WHAT YOU SHOULD DO
Reproduce part of the material below word for word, starting with the line that contains "of the concrete" and going on through the line that contains "column 1000, row 474", both lines included.

◇ ◇ ◇ ◇ ◇ ◇ ◇

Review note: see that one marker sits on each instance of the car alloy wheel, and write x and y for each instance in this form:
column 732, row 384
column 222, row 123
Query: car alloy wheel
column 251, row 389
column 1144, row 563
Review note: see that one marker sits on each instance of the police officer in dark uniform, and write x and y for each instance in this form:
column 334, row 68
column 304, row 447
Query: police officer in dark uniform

◇ ◇ ◇ ◇ ◇ ◇ ◇

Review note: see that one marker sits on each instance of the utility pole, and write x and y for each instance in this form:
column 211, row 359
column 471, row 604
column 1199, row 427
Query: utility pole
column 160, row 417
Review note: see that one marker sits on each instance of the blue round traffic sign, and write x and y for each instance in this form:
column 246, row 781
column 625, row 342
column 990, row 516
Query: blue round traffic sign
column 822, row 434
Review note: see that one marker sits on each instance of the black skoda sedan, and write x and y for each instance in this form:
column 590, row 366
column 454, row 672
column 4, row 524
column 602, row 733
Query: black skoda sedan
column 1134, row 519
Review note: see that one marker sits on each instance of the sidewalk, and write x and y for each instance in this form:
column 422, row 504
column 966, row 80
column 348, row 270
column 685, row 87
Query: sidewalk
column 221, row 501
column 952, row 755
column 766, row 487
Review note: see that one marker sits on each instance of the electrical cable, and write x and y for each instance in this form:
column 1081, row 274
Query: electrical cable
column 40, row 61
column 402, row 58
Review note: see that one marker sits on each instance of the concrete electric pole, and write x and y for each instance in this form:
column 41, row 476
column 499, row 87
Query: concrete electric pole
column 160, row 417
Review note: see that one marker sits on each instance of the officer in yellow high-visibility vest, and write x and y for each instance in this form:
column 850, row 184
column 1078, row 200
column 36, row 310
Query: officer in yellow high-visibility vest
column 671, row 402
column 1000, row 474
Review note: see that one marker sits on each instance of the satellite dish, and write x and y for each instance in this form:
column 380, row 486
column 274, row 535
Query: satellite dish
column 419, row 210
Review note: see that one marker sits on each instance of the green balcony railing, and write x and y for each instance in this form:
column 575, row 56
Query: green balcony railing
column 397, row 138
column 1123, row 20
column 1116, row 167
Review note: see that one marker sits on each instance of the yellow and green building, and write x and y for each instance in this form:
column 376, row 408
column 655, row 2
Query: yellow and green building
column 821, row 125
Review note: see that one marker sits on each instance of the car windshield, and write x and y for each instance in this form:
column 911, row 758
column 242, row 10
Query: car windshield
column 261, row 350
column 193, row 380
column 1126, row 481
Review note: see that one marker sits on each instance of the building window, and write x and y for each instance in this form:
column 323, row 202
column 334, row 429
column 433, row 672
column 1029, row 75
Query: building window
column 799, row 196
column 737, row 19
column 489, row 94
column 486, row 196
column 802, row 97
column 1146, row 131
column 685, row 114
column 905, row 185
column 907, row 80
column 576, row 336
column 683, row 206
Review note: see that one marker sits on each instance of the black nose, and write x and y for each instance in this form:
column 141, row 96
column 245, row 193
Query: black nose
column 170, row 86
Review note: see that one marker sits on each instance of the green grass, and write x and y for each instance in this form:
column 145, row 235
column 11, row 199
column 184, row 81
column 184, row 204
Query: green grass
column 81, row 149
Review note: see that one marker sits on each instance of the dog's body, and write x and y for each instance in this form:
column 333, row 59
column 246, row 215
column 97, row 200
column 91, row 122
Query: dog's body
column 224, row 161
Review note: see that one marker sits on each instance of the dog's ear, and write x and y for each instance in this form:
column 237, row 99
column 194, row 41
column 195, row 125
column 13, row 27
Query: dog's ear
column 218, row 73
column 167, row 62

◇ ◇ ◇ ◇ ◇ ◇ ◇

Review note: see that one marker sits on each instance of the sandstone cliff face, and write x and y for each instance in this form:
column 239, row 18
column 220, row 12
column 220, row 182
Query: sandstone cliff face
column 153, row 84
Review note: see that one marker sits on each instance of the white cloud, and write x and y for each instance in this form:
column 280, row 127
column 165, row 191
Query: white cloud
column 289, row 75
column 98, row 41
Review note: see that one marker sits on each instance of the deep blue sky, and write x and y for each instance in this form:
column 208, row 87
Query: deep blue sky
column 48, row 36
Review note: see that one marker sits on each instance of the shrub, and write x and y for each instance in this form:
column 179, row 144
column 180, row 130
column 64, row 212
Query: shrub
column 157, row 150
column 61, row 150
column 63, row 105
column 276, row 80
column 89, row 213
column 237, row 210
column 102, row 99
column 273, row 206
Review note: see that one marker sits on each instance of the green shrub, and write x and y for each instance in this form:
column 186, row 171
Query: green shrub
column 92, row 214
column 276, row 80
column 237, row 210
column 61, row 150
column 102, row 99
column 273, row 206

◇ ◇ ◇ ◇ ◇ ◇ ◇

WORKED ANSWER
Review note: see that one marker sits on each instance of the concrete electric pole, and write x and y for each instance in this form:
column 41, row 476
column 499, row 87
Query: concrete electric pole
column 160, row 417
Review note: see that one marker sits on each instance of the officer in yellow high-visibility vest, and write x and y for each instance in this form:
column 850, row 184
column 1078, row 200
column 36, row 310
Query: officer in yellow high-visibility vest
column 671, row 402
column 1000, row 474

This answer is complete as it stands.